[Pointing dataset records]
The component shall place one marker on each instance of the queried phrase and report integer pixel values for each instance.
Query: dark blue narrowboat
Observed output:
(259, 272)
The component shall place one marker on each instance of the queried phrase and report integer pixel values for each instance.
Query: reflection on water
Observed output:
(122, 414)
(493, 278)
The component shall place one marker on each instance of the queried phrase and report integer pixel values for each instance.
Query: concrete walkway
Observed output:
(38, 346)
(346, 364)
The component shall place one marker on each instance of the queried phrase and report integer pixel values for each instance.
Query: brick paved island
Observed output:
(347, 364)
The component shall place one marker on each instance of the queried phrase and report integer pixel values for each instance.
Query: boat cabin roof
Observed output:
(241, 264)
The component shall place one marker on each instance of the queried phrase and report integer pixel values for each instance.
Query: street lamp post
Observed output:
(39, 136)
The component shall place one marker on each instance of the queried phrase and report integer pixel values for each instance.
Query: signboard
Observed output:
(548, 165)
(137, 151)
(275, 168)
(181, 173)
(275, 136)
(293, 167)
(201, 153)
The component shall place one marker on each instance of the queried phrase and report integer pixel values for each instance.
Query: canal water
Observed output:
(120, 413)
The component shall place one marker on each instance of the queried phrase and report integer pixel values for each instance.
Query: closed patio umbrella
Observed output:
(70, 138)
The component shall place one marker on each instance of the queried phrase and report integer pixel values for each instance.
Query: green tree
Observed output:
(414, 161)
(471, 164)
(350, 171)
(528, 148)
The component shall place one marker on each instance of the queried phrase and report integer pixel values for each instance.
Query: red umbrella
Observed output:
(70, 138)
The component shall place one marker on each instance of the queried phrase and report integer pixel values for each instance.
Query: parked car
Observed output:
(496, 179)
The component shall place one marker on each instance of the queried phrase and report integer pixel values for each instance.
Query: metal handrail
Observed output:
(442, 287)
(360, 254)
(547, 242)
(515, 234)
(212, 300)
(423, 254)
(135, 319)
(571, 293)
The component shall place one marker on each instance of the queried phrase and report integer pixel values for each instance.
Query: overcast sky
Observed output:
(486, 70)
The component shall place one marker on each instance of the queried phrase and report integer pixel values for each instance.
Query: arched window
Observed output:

_What is expected:_ Retype the whole listing, matching it exactly.

_Reply:_
The component shall place one marker on each instance of the queried phrase and report integer pixel values for each instance.
Query: dark blue narrowboat
Observed output:
(259, 272)
The component shall place one marker on each instance of the queried phrase and report integer pixel values for each instance.
Query: reflection on water
Observed output:
(122, 414)
(493, 278)
The component shall place one marker on each instance of the queried phrase and report integer pixel values for each instance.
Query: concrete walkway
Observed output:
(38, 346)
(346, 364)
The component shall place one marker on each instance of the queried phrase and report integer pixel values for each instance.
Query: brick paved island
Observed output:
(347, 364)
The component shall place one marker on each instance of the queried phrase and report integer pixel values for each instance.
Query: boat cabin roof
Observed output:
(241, 264)
The component shall place one marker on each instance of the queried phrase and report integer pixel values for each instance.
Query: street lamp post
Observed output:
(39, 136)
The component shall place one marker on each instance of the queried phrase and report integer pixel values for each instance.
Query: signboard
Observed output:
(548, 165)
(137, 151)
(275, 168)
(181, 173)
(275, 136)
(293, 167)
(201, 153)
The component shall place one marker on each instance of the queried phrase and report integer pixel values for each instance.
Query: canal water
Observed output:
(120, 413)
The component shall place one marker on each instance of the queried phrase and report integer pixel values for each instance.
Query: closed patio umbrella
Observed output:
(70, 138)
The component shall place one marker on each instance of the queried phrase and report integer pixel values for each instance.
Query: green tree
Observed output:
(414, 161)
(471, 164)
(350, 171)
(528, 148)
The component shall place one marker on each instance of the queried phrase and report integer pixel values for each instance.
Query: red umbrella
Observed output:
(70, 138)
The component shall place one marker on each instance of the queried phrase and report integer pixel values for each instance.
Query: parked car
Observed output:
(496, 179)
The component shall place one marker on each instance of the queried phrase and report integer pixel values for each instance.
Query: metal handrail
Observed output:
(442, 287)
(360, 254)
(547, 242)
(515, 234)
(212, 300)
(423, 254)
(135, 319)
(571, 293)
The component shall place one marker on each instance of the queried phrase and report integer pixel values for each instance.
Query: overcast sky
Observed output:
(486, 70)
The component shall place one marker on each instance of the queried phrase and report integer pixel values for each instance.
Query: arched window
Observed output:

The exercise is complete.